### Material to process
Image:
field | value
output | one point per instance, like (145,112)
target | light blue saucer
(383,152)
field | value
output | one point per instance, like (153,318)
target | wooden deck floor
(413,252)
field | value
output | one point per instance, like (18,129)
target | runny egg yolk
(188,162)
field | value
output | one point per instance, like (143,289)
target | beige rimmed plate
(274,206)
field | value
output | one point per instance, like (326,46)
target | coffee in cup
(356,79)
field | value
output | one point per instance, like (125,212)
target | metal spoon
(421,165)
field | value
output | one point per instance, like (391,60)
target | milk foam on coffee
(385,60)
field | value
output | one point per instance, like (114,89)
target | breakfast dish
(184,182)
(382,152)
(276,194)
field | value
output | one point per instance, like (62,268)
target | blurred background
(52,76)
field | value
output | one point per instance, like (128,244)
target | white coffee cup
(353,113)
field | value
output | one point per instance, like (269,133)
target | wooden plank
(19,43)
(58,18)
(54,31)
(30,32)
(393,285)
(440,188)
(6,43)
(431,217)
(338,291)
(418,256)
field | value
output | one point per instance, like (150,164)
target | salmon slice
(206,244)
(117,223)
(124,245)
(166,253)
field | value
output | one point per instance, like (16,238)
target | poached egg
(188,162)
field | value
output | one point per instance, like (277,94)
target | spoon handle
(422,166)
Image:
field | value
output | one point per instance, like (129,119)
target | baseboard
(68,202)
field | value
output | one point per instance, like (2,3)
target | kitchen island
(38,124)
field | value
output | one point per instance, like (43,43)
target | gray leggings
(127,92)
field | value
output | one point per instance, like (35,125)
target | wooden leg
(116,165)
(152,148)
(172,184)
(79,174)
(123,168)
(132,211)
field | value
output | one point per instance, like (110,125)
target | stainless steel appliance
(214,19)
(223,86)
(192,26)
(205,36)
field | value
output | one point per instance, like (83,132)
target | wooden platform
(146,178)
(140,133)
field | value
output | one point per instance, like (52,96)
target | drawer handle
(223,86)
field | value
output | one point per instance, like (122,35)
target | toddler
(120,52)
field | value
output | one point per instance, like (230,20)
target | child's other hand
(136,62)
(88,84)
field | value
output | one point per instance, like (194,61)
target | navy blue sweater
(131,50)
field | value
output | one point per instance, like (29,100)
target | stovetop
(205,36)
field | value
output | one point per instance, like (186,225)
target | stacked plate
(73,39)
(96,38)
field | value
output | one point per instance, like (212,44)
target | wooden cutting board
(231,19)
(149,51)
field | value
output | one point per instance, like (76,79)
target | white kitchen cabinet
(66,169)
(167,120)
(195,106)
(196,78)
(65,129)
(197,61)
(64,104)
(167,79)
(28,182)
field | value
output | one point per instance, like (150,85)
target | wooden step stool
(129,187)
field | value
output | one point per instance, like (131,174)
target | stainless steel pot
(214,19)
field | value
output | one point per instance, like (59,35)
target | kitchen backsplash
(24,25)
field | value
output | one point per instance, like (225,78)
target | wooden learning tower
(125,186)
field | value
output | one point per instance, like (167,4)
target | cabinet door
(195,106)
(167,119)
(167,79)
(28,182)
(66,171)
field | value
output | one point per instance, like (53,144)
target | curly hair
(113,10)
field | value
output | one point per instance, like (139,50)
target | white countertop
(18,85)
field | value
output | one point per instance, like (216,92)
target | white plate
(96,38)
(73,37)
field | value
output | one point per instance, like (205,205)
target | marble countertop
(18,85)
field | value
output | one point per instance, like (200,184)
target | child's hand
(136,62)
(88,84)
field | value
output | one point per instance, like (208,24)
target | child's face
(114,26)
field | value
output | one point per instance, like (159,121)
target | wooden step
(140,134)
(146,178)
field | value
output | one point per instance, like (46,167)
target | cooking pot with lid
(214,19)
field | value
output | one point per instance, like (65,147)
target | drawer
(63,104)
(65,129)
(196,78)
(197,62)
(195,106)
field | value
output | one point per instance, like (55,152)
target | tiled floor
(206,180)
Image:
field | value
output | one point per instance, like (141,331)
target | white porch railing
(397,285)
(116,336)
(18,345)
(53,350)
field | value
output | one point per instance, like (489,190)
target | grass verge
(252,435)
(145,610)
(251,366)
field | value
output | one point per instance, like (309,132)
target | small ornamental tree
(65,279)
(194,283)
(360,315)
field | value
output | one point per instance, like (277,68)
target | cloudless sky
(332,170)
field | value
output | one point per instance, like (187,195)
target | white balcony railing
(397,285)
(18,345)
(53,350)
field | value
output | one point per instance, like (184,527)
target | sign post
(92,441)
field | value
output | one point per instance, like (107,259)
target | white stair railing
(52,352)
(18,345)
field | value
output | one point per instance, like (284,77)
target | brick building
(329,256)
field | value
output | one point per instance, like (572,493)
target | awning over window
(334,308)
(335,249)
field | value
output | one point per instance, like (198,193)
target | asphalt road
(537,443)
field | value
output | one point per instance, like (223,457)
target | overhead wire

### Your assignment
All lines from the one that holds "target | brick building" through the end of the material, both ends included, should be restated exactly.

### Answer box
target | brick building
(329,256)
field | value
output | one point per instance, like (572,493)
target | awning over window
(334,308)
(335,249)
field | value
output | one point per instance, like (198,193)
target | asphalt road
(537,443)
field | value
output | one point per instance, like (223,457)
target | overhead wire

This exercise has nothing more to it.